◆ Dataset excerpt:

● ● ●

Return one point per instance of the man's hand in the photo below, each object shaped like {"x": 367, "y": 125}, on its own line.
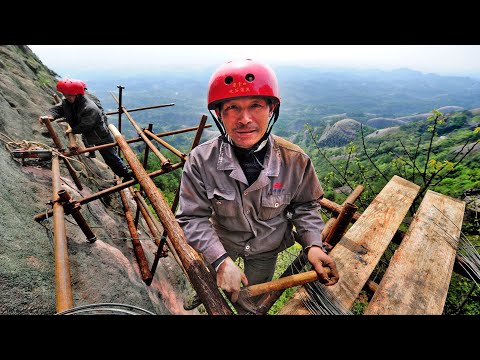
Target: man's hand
{"x": 319, "y": 259}
{"x": 41, "y": 118}
{"x": 229, "y": 277}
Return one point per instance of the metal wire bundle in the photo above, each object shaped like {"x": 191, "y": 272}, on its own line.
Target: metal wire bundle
{"x": 318, "y": 299}
{"x": 466, "y": 252}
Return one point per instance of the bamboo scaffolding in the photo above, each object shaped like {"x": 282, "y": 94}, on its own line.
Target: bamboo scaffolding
{"x": 63, "y": 286}
{"x": 137, "y": 245}
{"x": 73, "y": 208}
{"x": 202, "y": 280}
{"x": 133, "y": 140}
{"x": 59, "y": 146}
{"x": 42, "y": 216}
{"x": 165, "y": 163}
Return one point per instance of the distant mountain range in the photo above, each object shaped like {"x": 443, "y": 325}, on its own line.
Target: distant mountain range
{"x": 309, "y": 96}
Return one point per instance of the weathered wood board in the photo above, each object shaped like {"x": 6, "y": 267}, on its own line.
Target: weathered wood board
{"x": 417, "y": 279}
{"x": 362, "y": 246}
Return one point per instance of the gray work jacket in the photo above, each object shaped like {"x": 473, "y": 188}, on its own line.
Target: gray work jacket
{"x": 219, "y": 211}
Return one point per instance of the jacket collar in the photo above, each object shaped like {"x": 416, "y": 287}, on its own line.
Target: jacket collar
{"x": 228, "y": 161}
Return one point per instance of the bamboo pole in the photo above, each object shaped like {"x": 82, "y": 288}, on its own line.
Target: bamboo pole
{"x": 141, "y": 108}
{"x": 165, "y": 163}
{"x": 111, "y": 190}
{"x": 73, "y": 208}
{"x": 177, "y": 152}
{"x": 202, "y": 281}
{"x": 133, "y": 140}
{"x": 59, "y": 146}
{"x": 137, "y": 245}
{"x": 341, "y": 224}
{"x": 63, "y": 286}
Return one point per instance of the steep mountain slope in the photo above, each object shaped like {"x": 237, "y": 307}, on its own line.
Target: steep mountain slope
{"x": 103, "y": 272}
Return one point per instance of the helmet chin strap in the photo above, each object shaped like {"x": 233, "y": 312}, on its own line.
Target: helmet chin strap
{"x": 260, "y": 143}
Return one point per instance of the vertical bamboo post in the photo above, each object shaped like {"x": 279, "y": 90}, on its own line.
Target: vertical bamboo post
{"x": 201, "y": 280}
{"x": 137, "y": 245}
{"x": 59, "y": 146}
{"x": 63, "y": 286}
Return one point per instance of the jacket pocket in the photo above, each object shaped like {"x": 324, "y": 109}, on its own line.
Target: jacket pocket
{"x": 223, "y": 202}
{"x": 273, "y": 205}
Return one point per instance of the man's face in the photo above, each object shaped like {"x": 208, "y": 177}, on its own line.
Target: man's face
{"x": 70, "y": 98}
{"x": 245, "y": 120}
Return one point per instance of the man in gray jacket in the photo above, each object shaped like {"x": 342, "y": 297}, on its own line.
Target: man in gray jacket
{"x": 86, "y": 118}
{"x": 245, "y": 192}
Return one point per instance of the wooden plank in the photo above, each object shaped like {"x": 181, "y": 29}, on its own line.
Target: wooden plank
{"x": 417, "y": 279}
{"x": 362, "y": 246}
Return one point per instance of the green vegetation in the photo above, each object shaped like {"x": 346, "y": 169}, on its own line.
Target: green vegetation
{"x": 440, "y": 153}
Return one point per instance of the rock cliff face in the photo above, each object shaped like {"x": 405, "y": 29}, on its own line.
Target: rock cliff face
{"x": 105, "y": 271}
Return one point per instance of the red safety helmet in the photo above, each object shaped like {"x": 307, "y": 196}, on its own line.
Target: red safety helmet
{"x": 242, "y": 78}
{"x": 71, "y": 87}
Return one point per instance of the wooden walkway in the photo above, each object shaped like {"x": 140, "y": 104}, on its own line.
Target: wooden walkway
{"x": 419, "y": 273}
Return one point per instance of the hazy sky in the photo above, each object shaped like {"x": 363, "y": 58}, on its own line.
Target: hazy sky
{"x": 67, "y": 60}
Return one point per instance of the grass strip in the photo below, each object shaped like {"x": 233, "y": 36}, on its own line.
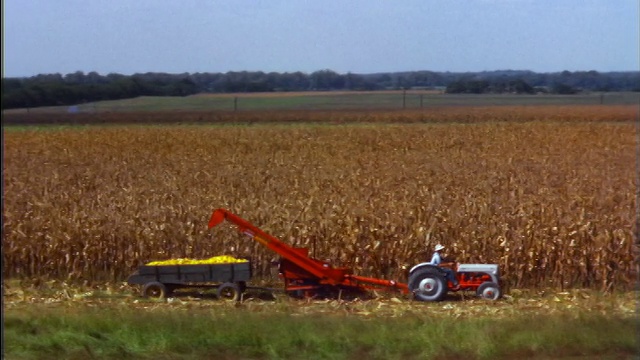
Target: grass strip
{"x": 126, "y": 333}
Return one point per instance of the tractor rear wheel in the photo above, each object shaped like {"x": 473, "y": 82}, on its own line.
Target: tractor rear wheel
{"x": 229, "y": 292}
{"x": 428, "y": 285}
{"x": 489, "y": 290}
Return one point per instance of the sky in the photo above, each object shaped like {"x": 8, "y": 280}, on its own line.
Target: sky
{"x": 358, "y": 36}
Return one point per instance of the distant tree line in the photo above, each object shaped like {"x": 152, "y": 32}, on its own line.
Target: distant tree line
{"x": 78, "y": 87}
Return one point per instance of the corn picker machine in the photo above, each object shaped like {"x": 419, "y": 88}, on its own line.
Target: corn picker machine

● ● ●

◆ TASK PROMPT:
Copy everything from the line containing "Return one point per instance of the distant tree" down to the end of the records, replacing "corn picker machine" with "combine harvester" and leaving all else unchanged.

◆ SOLUTION:
Return one point per instance of the distant tree line in the photo above, each object shaped like {"x": 152, "y": 32}, on its own line.
Target: distant tree line
{"x": 78, "y": 87}
Return one point per instance of the combine harvester in the photo above, each object shaped like {"x": 419, "y": 88}, on its own line.
Target: combine harvester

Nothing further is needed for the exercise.